課題番号:1705
名古屋大学
内陸地震発生域における応力蓄積状態の解明
本研究では、測地観測、地震観測、数値モデリング等の様々な手法を駆使して内陸地震の発生域における応力状態およびその時間的な変化の把握、さらには応力蓄積のメカニズムを解明することを目指す。測地観測では,中部地方に位置する,地震サイクル中のステージや変形様式の異なる複数の活断層の周囲で稠密GPS観測を実施し,それぞれの変形様式から応力蓄積過程の違いを明らかにする。地震観測では,内陸地震発生域におけるコーダQの時空間変化の検出を試み,その結果から応力状態およびその時間変化を推定する。また,GPSを用いた固体地球の潮汐応答により応力臨界状態の検出を試みる。最後に,これらの観測結果を総合して,内陸地震発生域における応力状態の把握を目指す。
(a) 詳細な地殻変動分布から見る内陸地震発生域の応力蓄積過程
本課題では,約400年前に地震が発生した可能性のある養老-桑名-四日市断層(1586年天正地震)および阿寺断層南部(1586年天正地震),約150年前に地震が発生した跡津川断層,顕著な地殻変形が見られる糸魚川-静岡構造線北部を対象として稠密なキャンペーンGPS観測を実施し,詳細な地殻変動分布を得て,各断層の応力蓄積過程の解明を目指す。平成21年度は,阿寺断層周辺に稠密GPS観測網を構築し,観測を実施する。また,養老-桑名-四日市断層周辺で選点調査を実施し,観測の計画を立てる。

____________________

### 課題 A
記録のうち、文字列「POLYGON」を含む行を数え、その数のみを答えよ。
本文と記録は互いに無関係である。

____________________

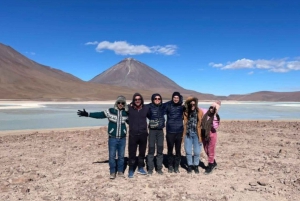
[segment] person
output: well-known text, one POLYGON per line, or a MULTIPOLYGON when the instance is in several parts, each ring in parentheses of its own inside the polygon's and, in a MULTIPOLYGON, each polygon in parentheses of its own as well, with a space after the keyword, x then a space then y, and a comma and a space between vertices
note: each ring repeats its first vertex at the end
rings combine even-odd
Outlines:
POLYGON ((128 119, 126 110, 128 110, 126 98, 124 96, 119 96, 113 108, 101 112, 88 113, 85 109, 78 110, 77 112, 80 117, 108 119, 107 133, 110 179, 116 178, 116 153, 118 154, 117 174, 119 177, 124 177, 124 153, 127 134, 126 121, 128 119))
POLYGON ((128 177, 133 178, 136 162, 137 147, 139 147, 138 156, 138 171, 137 173, 147 175, 144 170, 145 153, 147 148, 148 130, 147 130, 147 115, 149 107, 144 104, 144 99, 140 93, 135 93, 132 97, 132 102, 128 107, 129 121, 129 171, 128 177))
POLYGON ((166 122, 166 140, 168 147, 168 172, 179 173, 181 142, 183 133, 183 97, 179 92, 172 94, 172 100, 164 103, 166 122), (175 146, 175 157, 173 148, 175 146), (175 160, 174 160, 175 159, 175 160))
POLYGON ((183 141, 188 165, 187 172, 190 174, 194 169, 195 173, 199 174, 198 165, 202 149, 201 121, 203 112, 198 108, 198 99, 196 97, 188 97, 184 106, 183 141))
POLYGON ((218 111, 221 107, 221 101, 215 101, 208 110, 202 109, 204 116, 201 123, 201 135, 203 146, 208 157, 208 166, 204 174, 210 174, 217 167, 215 160, 215 149, 217 144, 217 129, 220 125, 220 116, 218 111))
POLYGON ((154 153, 156 148, 156 165, 157 173, 162 175, 163 166, 163 150, 164 150, 164 132, 165 116, 162 104, 162 97, 160 94, 155 93, 151 96, 151 103, 149 104, 149 143, 148 143, 148 174, 153 174, 154 169, 154 153))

____________________

### 課題 B
本文の「(a) 詳細な地殻変動分布から見る内陸地震発生域の応力蓄積過程」から「実施し,観測の計画を立てる。」までを、両端を含めて一字も変えずに書き写せ。

### 解答 A
7

### 解答 B
(a) 詳細な地殻変動分布から見る内陸地震発生域の応力蓄積過程
本課題では,約400年前に地震が発生した可能性のある養老-桑名-四日市断層(1586年天正地震)および阿寺断層南部(1586年天正地震),約150年前に地震が発生した跡津川断層,顕著な地殻変形が見られる糸魚川-静岡構造線北部を対象として稠密なキャンペーンGPS観測を実施し,詳細な地殻変動分布を得て,各断層の応力蓄積過程の解明を目指す。平成21年度は,阿寺断層周辺に稠密GPS観測網を構築し,観測を実施する。また,養老-桑名-四日市断層周辺で選点調査を実施し,観測の計画を立てる。